• **Work item**
Report, as a single number, how many lines of the records contain the word "flower".

• **Records supplied**
##########
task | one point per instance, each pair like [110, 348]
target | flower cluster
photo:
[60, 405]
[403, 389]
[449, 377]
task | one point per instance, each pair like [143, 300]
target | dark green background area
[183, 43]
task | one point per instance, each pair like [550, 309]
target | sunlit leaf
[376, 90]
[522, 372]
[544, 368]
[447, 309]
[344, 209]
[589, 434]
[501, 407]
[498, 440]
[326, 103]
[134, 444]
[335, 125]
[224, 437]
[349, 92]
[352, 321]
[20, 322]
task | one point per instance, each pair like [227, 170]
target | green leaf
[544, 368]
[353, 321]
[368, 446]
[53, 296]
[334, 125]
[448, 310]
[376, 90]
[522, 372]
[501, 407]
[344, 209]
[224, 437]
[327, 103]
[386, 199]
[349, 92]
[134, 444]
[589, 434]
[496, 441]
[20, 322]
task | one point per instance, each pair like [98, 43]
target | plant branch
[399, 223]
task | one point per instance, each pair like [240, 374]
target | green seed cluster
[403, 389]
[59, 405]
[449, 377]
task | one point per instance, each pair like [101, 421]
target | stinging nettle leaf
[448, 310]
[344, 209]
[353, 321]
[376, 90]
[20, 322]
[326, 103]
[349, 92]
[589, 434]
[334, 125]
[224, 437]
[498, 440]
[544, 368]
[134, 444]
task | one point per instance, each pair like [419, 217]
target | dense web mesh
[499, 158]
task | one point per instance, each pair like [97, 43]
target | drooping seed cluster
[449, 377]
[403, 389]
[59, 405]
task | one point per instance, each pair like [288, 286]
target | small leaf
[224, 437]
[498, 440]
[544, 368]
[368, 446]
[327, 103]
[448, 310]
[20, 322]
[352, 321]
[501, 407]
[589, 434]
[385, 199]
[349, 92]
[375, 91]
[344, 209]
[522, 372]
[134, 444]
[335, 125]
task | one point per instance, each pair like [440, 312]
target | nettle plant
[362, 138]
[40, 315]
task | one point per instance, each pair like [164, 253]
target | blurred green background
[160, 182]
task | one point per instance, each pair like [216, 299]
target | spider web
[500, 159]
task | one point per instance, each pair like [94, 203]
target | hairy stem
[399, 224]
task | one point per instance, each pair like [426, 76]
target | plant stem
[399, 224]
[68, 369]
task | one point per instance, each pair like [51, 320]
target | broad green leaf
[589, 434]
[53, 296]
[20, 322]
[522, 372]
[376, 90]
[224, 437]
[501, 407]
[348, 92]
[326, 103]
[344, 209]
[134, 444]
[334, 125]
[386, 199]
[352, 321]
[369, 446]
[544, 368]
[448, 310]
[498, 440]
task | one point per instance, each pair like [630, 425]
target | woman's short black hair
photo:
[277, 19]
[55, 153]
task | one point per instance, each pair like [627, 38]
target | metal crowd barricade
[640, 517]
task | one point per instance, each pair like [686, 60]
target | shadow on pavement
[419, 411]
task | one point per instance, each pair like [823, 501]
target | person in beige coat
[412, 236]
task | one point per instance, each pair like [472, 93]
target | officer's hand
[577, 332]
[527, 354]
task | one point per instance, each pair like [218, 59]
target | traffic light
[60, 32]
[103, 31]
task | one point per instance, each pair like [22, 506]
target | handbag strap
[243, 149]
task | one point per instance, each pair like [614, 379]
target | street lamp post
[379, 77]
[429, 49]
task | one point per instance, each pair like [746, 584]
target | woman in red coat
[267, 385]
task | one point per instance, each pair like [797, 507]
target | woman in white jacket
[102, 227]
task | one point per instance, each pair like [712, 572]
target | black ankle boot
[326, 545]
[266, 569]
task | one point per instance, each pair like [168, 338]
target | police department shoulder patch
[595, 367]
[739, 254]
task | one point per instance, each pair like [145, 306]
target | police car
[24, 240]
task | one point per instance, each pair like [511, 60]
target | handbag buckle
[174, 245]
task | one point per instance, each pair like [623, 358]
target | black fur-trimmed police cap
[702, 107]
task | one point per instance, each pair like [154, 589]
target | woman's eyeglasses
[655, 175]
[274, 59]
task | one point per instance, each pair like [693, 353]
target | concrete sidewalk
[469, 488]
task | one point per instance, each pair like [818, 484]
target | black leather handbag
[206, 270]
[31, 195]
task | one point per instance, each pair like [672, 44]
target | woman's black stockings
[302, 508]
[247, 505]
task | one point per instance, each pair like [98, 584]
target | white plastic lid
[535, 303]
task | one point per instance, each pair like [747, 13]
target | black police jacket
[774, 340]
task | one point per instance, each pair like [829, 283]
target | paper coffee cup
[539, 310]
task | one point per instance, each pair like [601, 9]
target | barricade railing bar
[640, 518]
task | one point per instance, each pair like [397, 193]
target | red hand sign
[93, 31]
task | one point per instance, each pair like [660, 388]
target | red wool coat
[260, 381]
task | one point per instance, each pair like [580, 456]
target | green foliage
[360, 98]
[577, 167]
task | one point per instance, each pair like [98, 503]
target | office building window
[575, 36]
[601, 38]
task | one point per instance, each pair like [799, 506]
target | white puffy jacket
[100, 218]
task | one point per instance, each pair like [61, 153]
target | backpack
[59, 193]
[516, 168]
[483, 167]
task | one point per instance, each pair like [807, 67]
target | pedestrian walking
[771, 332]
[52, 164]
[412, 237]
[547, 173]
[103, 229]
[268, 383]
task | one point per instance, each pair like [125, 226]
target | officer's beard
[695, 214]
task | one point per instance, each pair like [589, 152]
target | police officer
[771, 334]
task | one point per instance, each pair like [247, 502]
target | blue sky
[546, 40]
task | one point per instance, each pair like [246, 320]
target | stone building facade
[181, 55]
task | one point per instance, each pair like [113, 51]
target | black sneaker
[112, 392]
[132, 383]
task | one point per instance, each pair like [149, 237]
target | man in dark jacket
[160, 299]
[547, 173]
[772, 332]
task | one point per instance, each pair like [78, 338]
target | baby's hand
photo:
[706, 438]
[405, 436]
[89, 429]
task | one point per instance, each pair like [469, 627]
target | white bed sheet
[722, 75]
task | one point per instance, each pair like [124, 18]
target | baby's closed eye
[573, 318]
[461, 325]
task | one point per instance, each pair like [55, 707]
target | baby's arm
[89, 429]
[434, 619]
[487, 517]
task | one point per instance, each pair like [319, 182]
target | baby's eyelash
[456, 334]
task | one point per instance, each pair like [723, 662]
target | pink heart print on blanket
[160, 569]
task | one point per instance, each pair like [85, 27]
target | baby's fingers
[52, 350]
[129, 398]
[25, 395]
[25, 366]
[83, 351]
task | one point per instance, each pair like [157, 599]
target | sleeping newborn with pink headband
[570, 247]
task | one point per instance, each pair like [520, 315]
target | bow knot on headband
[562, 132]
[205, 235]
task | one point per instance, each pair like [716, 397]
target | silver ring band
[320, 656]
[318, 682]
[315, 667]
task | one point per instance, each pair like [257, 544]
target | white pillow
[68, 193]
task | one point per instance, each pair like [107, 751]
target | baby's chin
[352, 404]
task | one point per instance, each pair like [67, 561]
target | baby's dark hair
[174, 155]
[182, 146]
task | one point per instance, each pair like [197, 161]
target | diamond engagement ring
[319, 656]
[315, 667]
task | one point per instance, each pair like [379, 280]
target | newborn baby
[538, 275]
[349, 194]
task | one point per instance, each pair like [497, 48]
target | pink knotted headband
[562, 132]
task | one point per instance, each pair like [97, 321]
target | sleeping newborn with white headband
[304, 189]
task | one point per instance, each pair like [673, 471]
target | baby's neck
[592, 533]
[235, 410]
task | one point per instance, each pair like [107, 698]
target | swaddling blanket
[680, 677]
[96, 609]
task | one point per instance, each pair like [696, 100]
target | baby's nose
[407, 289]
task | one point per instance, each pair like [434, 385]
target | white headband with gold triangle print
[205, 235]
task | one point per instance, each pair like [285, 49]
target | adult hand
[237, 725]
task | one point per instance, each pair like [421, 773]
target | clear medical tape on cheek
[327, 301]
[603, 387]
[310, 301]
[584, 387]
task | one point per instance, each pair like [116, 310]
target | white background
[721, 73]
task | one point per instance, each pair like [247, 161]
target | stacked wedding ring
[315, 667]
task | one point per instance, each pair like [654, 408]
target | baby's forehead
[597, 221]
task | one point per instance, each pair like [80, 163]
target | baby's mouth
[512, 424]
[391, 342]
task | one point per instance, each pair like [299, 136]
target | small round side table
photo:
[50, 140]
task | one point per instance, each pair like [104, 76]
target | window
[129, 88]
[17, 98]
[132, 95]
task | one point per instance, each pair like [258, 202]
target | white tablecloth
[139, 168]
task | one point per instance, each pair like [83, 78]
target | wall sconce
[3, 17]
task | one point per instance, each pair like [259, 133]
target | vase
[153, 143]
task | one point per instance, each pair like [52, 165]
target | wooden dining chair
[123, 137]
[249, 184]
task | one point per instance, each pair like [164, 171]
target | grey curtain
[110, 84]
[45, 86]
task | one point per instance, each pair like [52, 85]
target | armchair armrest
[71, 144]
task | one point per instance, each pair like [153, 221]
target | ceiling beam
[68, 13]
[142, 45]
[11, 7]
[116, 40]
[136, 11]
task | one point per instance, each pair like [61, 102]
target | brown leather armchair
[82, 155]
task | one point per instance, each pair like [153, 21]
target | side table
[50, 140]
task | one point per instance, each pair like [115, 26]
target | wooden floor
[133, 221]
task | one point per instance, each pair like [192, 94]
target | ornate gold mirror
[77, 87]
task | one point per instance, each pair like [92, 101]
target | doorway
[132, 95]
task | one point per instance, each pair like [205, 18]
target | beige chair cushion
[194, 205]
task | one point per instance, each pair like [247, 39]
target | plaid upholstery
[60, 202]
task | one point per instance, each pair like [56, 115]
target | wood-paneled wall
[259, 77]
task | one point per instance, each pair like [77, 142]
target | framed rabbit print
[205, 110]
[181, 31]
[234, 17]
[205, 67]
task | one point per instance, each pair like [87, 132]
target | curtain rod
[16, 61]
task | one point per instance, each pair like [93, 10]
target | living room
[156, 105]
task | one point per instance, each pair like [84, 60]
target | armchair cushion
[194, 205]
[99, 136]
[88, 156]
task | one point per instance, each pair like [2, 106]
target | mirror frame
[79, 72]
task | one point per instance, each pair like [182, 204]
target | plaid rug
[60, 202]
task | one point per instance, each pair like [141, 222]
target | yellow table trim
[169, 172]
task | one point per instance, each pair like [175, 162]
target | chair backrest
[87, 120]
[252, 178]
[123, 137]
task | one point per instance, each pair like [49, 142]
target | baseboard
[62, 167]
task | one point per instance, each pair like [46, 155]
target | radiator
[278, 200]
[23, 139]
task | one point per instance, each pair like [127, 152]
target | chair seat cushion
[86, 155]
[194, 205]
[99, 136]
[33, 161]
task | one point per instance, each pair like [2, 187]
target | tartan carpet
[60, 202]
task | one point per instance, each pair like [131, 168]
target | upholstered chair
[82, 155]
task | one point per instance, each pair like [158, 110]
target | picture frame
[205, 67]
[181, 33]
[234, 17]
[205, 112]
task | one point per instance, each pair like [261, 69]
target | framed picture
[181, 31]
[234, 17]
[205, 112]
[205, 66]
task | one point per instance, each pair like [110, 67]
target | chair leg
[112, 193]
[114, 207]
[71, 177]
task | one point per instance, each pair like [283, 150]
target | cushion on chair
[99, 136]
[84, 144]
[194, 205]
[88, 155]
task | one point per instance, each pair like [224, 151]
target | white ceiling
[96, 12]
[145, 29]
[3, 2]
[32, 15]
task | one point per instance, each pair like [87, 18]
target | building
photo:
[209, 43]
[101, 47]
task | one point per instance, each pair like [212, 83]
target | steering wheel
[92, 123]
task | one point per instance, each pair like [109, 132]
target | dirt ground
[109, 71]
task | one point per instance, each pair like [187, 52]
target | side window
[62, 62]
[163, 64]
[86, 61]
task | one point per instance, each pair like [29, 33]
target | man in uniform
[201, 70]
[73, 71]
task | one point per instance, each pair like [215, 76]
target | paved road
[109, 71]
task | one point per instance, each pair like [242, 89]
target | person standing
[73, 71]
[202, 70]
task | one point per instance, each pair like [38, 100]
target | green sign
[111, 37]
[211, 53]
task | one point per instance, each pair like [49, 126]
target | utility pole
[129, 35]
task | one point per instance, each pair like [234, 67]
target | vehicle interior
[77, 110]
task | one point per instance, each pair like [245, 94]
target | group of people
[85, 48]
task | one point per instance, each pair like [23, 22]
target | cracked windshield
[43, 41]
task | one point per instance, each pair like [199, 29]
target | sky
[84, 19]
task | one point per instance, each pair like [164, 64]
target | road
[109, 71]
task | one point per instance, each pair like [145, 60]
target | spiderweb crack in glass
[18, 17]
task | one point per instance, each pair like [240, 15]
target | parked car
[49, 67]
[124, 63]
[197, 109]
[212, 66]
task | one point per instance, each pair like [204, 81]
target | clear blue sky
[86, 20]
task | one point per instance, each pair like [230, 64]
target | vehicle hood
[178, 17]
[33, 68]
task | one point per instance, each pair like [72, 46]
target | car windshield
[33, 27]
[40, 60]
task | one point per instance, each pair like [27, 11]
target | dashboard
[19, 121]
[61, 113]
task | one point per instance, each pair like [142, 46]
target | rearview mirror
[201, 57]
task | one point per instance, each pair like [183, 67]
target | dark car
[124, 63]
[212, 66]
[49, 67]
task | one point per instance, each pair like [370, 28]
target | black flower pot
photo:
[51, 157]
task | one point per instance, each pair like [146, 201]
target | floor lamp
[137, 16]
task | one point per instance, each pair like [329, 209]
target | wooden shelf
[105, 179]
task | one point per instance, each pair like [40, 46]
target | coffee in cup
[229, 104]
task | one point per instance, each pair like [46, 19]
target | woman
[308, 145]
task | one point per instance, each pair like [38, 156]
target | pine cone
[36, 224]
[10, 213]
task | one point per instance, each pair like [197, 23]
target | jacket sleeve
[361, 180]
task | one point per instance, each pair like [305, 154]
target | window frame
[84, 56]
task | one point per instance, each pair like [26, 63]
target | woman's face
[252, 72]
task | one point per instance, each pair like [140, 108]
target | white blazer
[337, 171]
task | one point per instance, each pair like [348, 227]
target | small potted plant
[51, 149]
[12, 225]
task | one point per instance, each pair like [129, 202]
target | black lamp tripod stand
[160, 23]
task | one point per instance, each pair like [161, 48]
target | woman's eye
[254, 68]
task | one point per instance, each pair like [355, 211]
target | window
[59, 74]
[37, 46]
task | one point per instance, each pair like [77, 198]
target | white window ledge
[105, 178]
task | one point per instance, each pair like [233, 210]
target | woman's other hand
##########
• **Solution below**
2